-- Start of Data shown --
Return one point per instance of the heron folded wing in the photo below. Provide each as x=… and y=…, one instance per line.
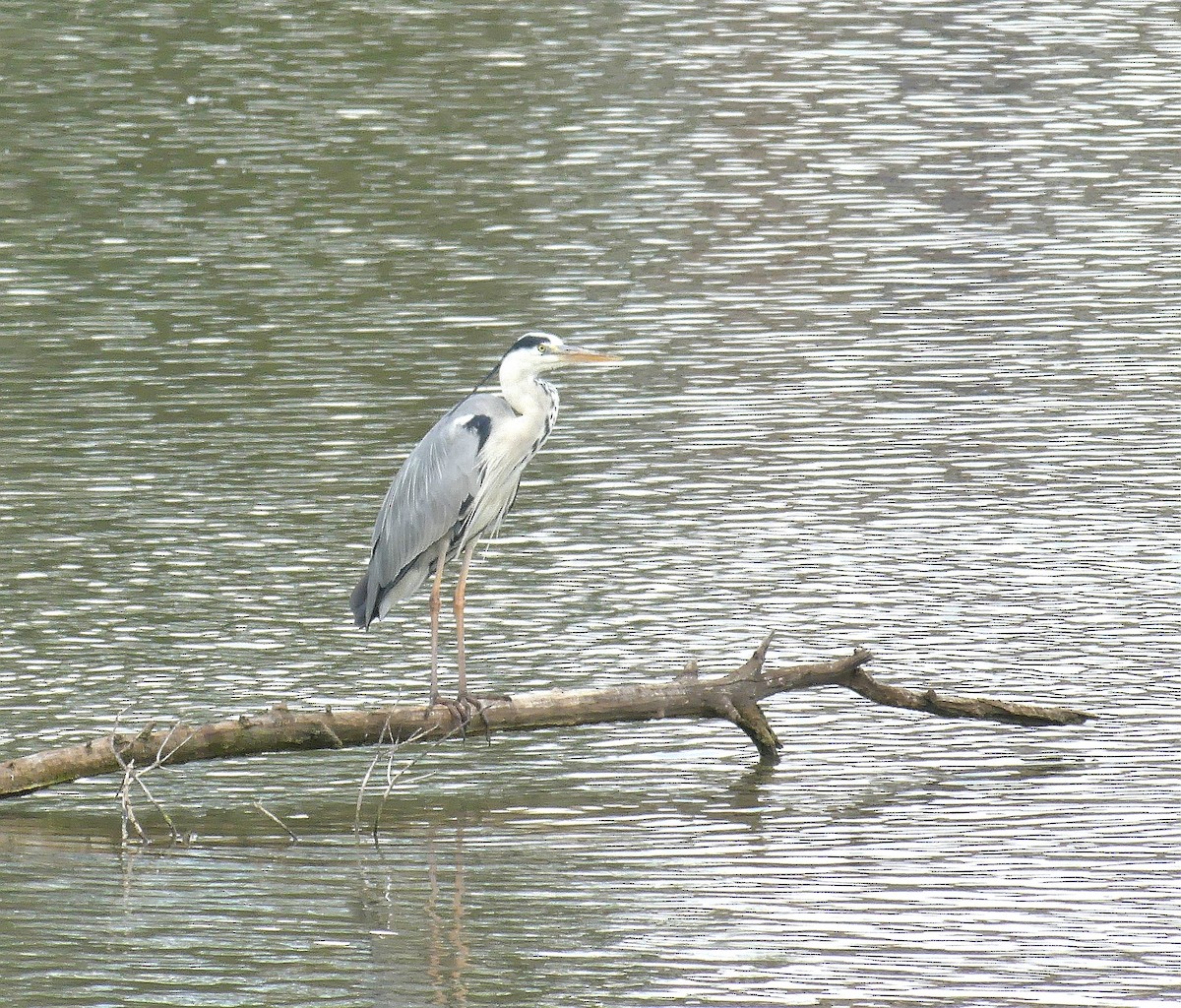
x=428, y=503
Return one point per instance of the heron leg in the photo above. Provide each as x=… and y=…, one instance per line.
x=461, y=591
x=436, y=605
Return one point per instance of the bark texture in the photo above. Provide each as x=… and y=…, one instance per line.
x=733, y=697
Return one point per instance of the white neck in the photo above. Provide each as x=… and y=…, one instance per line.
x=527, y=394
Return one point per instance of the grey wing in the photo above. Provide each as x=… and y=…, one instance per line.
x=428, y=503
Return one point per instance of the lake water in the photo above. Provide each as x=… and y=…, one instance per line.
x=901, y=294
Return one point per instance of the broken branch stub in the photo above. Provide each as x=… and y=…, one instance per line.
x=735, y=697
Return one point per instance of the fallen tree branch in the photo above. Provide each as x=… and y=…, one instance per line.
x=733, y=697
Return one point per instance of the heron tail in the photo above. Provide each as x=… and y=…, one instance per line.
x=359, y=604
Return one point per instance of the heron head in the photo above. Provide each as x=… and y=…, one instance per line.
x=541, y=351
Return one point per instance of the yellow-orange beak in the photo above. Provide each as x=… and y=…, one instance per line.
x=577, y=355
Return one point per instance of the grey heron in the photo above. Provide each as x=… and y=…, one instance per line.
x=458, y=484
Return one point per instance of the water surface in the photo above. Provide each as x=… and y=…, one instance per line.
x=899, y=289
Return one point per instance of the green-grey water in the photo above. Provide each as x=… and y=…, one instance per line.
x=899, y=289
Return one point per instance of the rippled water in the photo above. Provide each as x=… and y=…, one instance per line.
x=901, y=290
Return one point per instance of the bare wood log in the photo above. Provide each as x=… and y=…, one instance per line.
x=733, y=697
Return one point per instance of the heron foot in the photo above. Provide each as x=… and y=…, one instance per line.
x=475, y=707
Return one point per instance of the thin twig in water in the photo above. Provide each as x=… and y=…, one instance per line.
x=369, y=773
x=393, y=780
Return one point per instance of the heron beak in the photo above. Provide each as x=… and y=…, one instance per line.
x=576, y=355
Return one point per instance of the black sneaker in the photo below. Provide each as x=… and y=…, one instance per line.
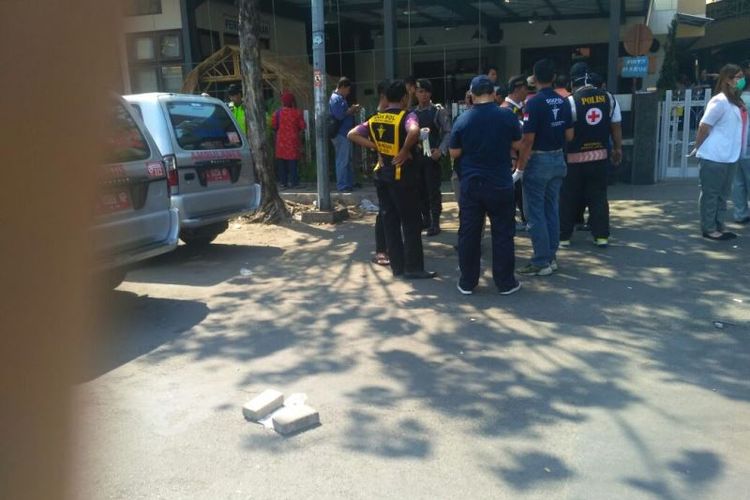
x=420, y=275
x=532, y=270
x=511, y=289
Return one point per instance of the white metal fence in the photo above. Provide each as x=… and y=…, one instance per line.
x=679, y=116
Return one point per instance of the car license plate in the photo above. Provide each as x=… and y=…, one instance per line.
x=113, y=201
x=217, y=175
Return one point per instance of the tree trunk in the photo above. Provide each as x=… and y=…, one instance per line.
x=272, y=208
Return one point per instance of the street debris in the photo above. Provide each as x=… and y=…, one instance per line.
x=267, y=402
x=368, y=206
x=291, y=419
x=285, y=416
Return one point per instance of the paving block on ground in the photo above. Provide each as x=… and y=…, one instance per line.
x=263, y=404
x=295, y=418
x=325, y=216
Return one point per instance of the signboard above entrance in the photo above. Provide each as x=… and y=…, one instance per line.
x=635, y=67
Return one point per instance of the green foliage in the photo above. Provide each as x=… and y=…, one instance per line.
x=670, y=68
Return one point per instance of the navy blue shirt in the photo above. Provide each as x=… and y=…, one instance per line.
x=548, y=116
x=338, y=107
x=484, y=134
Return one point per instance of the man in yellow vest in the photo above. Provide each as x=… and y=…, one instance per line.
x=236, y=106
x=393, y=133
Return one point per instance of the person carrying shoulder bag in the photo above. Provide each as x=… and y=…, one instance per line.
x=718, y=145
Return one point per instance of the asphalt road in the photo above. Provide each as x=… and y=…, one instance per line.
x=607, y=380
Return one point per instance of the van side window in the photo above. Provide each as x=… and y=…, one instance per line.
x=124, y=141
x=202, y=126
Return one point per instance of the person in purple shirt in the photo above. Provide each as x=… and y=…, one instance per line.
x=341, y=111
x=393, y=132
x=547, y=126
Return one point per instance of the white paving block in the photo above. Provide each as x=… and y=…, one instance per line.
x=295, y=418
x=263, y=404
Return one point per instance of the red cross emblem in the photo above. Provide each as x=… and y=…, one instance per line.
x=594, y=116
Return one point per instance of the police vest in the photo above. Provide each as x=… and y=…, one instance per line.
x=515, y=108
x=388, y=132
x=592, y=113
x=427, y=119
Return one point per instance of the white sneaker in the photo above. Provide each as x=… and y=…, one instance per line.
x=512, y=289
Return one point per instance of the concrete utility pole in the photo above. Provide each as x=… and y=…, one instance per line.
x=614, y=44
x=321, y=108
x=389, y=38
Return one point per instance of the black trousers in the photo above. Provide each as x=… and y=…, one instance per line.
x=430, y=196
x=380, y=245
x=399, y=208
x=479, y=200
x=585, y=185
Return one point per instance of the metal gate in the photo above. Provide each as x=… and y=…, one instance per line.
x=679, y=116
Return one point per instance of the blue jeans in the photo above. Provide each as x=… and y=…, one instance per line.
x=287, y=172
x=344, y=174
x=478, y=200
x=542, y=179
x=740, y=189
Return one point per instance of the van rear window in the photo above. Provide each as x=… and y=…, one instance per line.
x=203, y=125
x=124, y=142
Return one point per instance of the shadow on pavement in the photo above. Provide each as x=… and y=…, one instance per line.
x=136, y=325
x=508, y=366
x=201, y=266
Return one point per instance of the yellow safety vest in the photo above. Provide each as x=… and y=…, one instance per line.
x=385, y=132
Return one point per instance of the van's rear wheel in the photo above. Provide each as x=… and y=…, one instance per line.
x=112, y=278
x=203, y=236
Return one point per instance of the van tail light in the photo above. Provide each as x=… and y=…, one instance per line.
x=173, y=180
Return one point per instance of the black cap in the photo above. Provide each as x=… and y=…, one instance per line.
x=424, y=83
x=517, y=81
x=580, y=74
x=481, y=85
x=579, y=70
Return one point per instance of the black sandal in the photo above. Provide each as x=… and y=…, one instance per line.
x=722, y=237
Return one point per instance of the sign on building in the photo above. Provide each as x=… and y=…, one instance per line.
x=635, y=67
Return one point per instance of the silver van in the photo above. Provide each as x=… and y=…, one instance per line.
x=134, y=219
x=214, y=178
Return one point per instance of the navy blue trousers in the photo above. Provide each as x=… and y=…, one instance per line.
x=479, y=200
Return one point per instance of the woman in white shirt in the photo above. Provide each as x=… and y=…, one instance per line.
x=741, y=186
x=717, y=146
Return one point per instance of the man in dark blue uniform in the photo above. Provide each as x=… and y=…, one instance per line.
x=435, y=120
x=547, y=125
x=597, y=118
x=482, y=138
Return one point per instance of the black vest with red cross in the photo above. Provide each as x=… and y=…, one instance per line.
x=388, y=132
x=593, y=117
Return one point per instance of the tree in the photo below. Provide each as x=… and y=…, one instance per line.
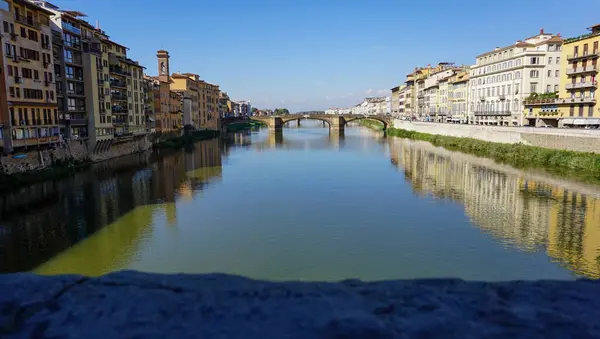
x=281, y=111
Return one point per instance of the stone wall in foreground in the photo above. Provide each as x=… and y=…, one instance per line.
x=131, y=304
x=579, y=140
x=75, y=150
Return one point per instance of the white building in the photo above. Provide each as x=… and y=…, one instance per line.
x=501, y=79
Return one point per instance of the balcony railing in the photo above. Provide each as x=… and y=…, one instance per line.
x=29, y=21
x=117, y=83
x=584, y=84
x=35, y=141
x=495, y=113
x=119, y=70
x=117, y=110
x=69, y=27
x=119, y=96
x=583, y=55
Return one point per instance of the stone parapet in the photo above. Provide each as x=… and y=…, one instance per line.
x=141, y=305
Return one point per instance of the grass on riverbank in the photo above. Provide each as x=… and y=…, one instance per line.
x=243, y=126
x=181, y=141
x=60, y=169
x=582, y=165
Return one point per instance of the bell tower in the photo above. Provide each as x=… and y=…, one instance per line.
x=163, y=65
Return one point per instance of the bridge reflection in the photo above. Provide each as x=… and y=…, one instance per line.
x=522, y=211
x=97, y=218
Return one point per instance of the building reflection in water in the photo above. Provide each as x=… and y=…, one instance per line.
x=91, y=223
x=525, y=213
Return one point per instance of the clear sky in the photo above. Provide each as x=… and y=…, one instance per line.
x=316, y=54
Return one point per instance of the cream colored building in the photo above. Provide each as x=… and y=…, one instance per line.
x=502, y=78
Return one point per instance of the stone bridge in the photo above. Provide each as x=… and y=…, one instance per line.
x=335, y=122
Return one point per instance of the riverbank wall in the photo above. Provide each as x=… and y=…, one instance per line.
x=43, y=164
x=578, y=140
x=134, y=304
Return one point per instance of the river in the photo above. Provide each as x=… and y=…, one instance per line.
x=306, y=205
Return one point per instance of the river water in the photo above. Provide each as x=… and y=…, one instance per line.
x=306, y=205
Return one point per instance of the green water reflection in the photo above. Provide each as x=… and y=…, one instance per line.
x=306, y=205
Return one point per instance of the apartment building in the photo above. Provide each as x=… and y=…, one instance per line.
x=32, y=115
x=575, y=103
x=502, y=78
x=151, y=90
x=176, y=110
x=224, y=105
x=189, y=85
x=395, y=100
x=458, y=97
x=126, y=92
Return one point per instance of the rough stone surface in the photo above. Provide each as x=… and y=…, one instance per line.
x=140, y=305
x=579, y=140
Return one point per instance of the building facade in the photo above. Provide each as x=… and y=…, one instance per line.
x=502, y=78
x=574, y=104
x=32, y=115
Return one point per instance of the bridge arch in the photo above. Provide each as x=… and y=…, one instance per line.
x=386, y=122
x=305, y=117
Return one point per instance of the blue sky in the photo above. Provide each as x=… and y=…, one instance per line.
x=316, y=54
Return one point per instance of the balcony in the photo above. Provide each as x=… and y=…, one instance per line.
x=34, y=141
x=483, y=113
x=76, y=109
x=75, y=93
x=120, y=97
x=119, y=70
x=582, y=56
x=579, y=70
x=69, y=27
x=117, y=110
x=29, y=21
x=117, y=83
x=74, y=77
x=584, y=84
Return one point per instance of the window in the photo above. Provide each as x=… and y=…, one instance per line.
x=533, y=87
x=32, y=35
x=68, y=55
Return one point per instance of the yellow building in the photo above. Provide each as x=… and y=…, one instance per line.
x=458, y=97
x=576, y=104
x=29, y=71
x=126, y=92
x=189, y=85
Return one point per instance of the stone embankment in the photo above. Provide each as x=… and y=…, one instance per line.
x=140, y=305
x=578, y=140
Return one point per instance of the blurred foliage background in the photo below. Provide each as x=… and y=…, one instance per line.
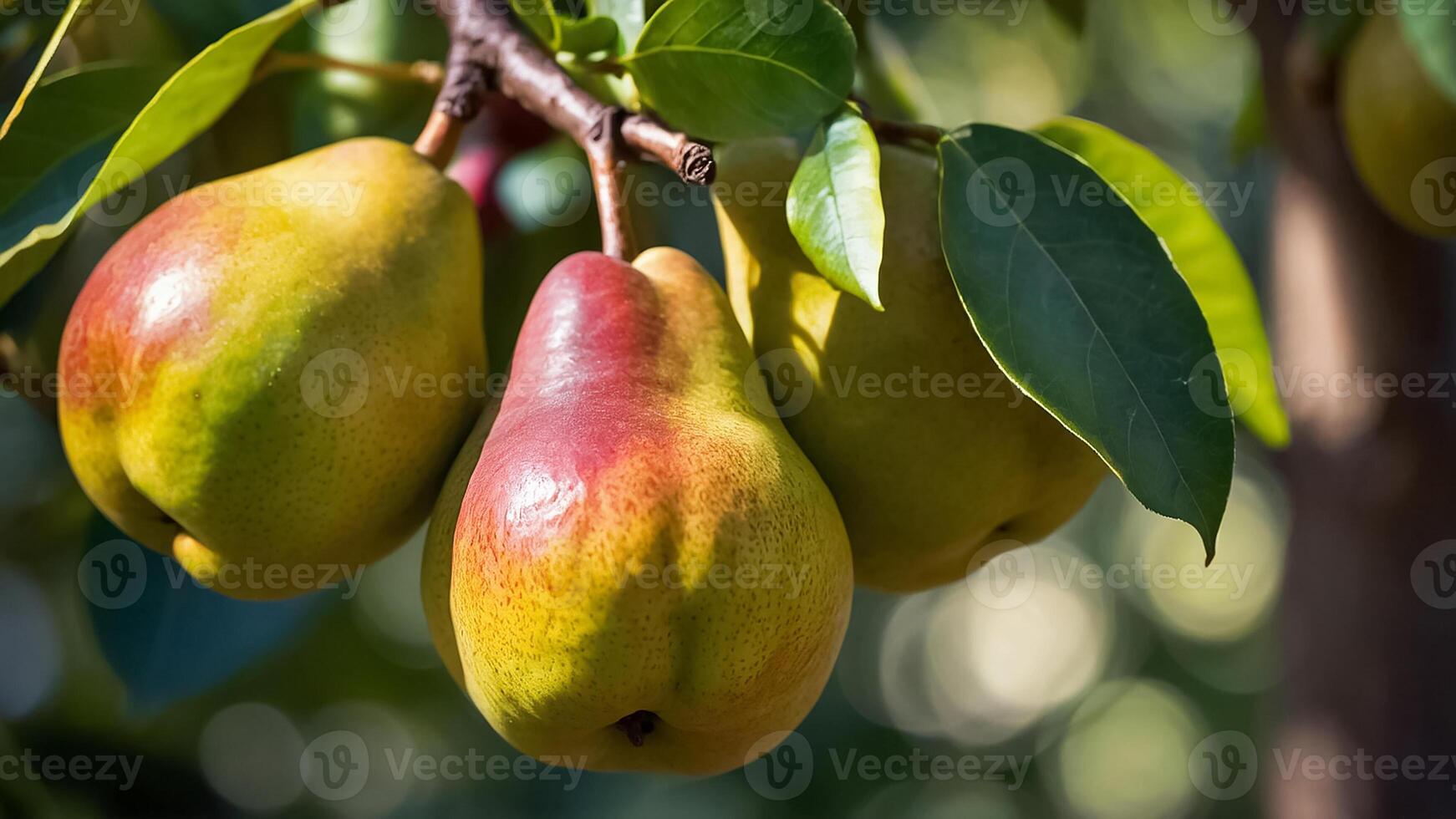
x=1107, y=689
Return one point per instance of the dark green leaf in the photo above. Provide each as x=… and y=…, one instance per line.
x=186, y=106
x=1203, y=253
x=1071, y=12
x=835, y=208
x=72, y=9
x=1079, y=303
x=1433, y=38
x=587, y=35
x=739, y=69
x=1251, y=127
x=70, y=111
x=629, y=15
x=541, y=18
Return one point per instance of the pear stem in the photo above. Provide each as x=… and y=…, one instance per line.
x=490, y=53
x=637, y=726
x=603, y=156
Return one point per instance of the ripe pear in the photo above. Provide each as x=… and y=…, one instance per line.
x=936, y=460
x=1399, y=130
x=267, y=377
x=634, y=567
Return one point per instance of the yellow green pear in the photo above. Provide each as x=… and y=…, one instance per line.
x=634, y=567
x=936, y=460
x=1399, y=130
x=268, y=375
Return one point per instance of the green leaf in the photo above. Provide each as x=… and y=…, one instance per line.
x=1071, y=12
x=835, y=208
x=740, y=69
x=43, y=64
x=587, y=35
x=70, y=111
x=1203, y=253
x=1433, y=39
x=186, y=106
x=541, y=18
x=629, y=15
x=1079, y=303
x=1251, y=127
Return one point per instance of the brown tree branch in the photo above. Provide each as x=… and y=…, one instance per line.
x=488, y=53
x=1367, y=476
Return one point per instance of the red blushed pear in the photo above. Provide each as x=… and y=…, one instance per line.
x=253, y=379
x=942, y=471
x=635, y=565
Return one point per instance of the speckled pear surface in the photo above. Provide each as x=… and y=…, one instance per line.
x=264, y=377
x=641, y=571
x=931, y=453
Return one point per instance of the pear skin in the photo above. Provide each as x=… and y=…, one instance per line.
x=265, y=377
x=643, y=571
x=936, y=460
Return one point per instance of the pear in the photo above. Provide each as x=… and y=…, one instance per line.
x=268, y=375
x=634, y=567
x=1399, y=129
x=936, y=460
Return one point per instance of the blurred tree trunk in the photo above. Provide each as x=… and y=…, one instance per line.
x=1369, y=667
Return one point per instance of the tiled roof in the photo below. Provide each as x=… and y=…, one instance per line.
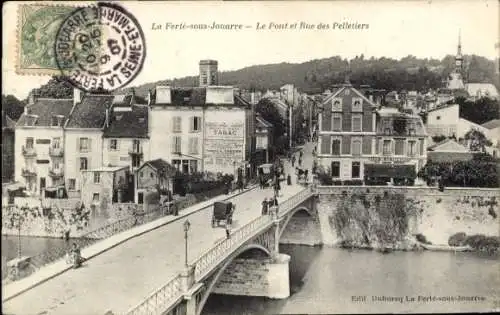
x=46, y=109
x=492, y=124
x=7, y=122
x=387, y=121
x=128, y=124
x=161, y=164
x=91, y=112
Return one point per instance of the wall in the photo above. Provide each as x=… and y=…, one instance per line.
x=72, y=153
x=440, y=215
x=42, y=150
x=121, y=156
x=256, y=277
x=161, y=131
x=221, y=151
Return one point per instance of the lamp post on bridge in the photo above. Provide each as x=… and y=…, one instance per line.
x=186, y=226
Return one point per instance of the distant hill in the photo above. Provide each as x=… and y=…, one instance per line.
x=408, y=73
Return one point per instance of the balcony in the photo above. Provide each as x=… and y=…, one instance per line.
x=29, y=151
x=28, y=172
x=56, y=172
x=56, y=152
x=134, y=150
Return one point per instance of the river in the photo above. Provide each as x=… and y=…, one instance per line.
x=324, y=280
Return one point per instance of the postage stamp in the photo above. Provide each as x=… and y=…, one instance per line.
x=101, y=47
x=37, y=27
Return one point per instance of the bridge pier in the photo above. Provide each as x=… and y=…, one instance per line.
x=267, y=277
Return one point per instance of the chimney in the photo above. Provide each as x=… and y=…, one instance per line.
x=77, y=96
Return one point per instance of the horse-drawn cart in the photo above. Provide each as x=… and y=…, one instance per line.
x=223, y=211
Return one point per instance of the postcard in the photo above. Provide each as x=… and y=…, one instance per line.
x=250, y=157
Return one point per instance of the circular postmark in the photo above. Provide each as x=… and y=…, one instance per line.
x=100, y=47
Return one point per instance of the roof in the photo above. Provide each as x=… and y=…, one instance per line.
x=263, y=123
x=46, y=109
x=161, y=164
x=399, y=124
x=106, y=169
x=128, y=124
x=448, y=145
x=492, y=124
x=7, y=122
x=90, y=112
x=484, y=88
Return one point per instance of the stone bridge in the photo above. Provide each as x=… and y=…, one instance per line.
x=225, y=269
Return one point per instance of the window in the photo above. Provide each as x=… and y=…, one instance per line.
x=84, y=144
x=387, y=149
x=356, y=146
x=337, y=122
x=29, y=143
x=83, y=164
x=412, y=148
x=56, y=143
x=176, y=144
x=356, y=122
x=195, y=124
x=422, y=146
x=71, y=184
x=193, y=145
x=193, y=166
x=336, y=169
x=336, y=146
x=113, y=144
x=357, y=104
x=177, y=124
x=355, y=170
x=337, y=104
x=399, y=147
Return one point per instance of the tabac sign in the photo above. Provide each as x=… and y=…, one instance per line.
-- End of Data shown --
Begin at the first of the rows above and stop after the line that contains "x=901, y=294". Write every line in that span out again, not only the answers, but scale each x and y coordinate in the answers by 2.4, rounding to whole numbers with halves rounded up, and leave the pictures out.

Return one point per instance of the heron folded wing in the photo below. Provide each as x=… and y=…, one instance per line.
x=1027, y=1207
Return one point per instance of the heron leg in the photo above. Provide each as x=… and y=…, one instance per line.
x=1106, y=1418
x=1046, y=1452
Return one point per instance of the bark texture in the photo above. Provide each as x=… and y=…, one instance per line.
x=1759, y=1673
Return one point per instance of the white neck in the photo above. Provide each as x=… and y=…, one instance per line.
x=1265, y=946
Return one point per instance of the grey wing in the photo above. Provide each as x=… and y=…, one instance per line.
x=1027, y=1207
Return one point per instance of the lake water in the photo above. Provide each as x=… and y=…, one instance per line.
x=2162, y=706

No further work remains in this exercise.